Your task: Up to and including the line that contains "like point(358, 195)?", return every line from the start of the data, unchanged.

Point-per-instance localization data:
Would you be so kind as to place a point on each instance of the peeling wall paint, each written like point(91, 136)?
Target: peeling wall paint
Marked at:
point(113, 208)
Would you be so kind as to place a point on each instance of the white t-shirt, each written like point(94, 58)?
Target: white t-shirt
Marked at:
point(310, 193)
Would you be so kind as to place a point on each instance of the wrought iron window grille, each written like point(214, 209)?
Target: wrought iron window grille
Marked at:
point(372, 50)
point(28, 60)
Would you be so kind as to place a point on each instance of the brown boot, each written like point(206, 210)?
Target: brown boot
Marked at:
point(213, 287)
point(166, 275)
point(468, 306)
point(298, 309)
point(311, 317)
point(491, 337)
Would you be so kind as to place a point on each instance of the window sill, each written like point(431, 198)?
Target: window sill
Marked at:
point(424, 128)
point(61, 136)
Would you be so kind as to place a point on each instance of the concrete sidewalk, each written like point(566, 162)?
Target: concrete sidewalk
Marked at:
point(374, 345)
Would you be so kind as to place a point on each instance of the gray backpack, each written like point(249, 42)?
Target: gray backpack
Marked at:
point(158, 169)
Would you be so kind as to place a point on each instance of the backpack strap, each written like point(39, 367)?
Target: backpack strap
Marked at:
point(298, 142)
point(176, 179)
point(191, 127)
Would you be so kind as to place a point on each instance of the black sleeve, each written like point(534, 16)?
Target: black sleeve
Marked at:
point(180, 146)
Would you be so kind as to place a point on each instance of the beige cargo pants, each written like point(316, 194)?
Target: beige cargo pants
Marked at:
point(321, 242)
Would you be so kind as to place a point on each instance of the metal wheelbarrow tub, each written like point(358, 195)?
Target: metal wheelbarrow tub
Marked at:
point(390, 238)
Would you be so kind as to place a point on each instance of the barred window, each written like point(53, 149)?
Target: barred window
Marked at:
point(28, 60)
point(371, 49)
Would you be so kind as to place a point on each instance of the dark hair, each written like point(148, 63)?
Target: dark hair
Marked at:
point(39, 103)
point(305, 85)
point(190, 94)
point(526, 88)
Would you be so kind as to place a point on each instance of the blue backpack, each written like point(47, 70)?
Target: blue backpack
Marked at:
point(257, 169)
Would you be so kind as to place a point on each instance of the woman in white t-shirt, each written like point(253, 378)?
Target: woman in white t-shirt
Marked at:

Your response:
Would you be so kind as to place a point on each instance of the peeling wall paint, each written like point(91, 136)?
Target: peeling wall paint
Marked at:
point(113, 208)
Would you be so kind as to place a point on each instance of the white t-shirt, each written like point(94, 58)?
Target: white t-shirt
Marked at:
point(310, 193)
Would you be so kind as to place a point on each instance of the wrought iron window grille, each written like point(214, 209)?
Target: wrought iron window grille
Marked at:
point(372, 50)
point(28, 60)
Would you be so kind as to place a point on each instance of the brown boot, each written like point(206, 210)?
Target: brown boot
Marked at:
point(213, 287)
point(166, 275)
point(468, 306)
point(298, 309)
point(311, 317)
point(491, 337)
Would you be so kind as to place a point on each instance of the window sill, each written like point(431, 198)?
Target: window sill
Marked at:
point(424, 128)
point(61, 136)
Would you be so kind as to place a point on each instance of the concrete sidewalk, each written like point(566, 162)?
Target: concrete sidewalk
Marked at:
point(374, 345)
Would you be so kind as to place a point on each instance of the gray backpack, each written like point(249, 42)?
Target: gray backpack
Marked at:
point(158, 169)
Would you be so kind as to place a point on each instance of the backpack strap, each written like point(39, 367)?
Target: backpack strap
Marked at:
point(298, 142)
point(176, 179)
point(191, 127)
Would you be so kind as to place a point on each instance of the black sleeve, each written like point(534, 16)?
Target: black sleeve
Marked at:
point(180, 146)
Would you be so kind as to place a point on each instance of the beige cargo pants, each written like point(316, 194)?
Target: beige cargo pants
Marked at:
point(321, 242)
Would you be so kind as to place a point on each instance of the metal wheelbarrow tub, each written like point(358, 195)?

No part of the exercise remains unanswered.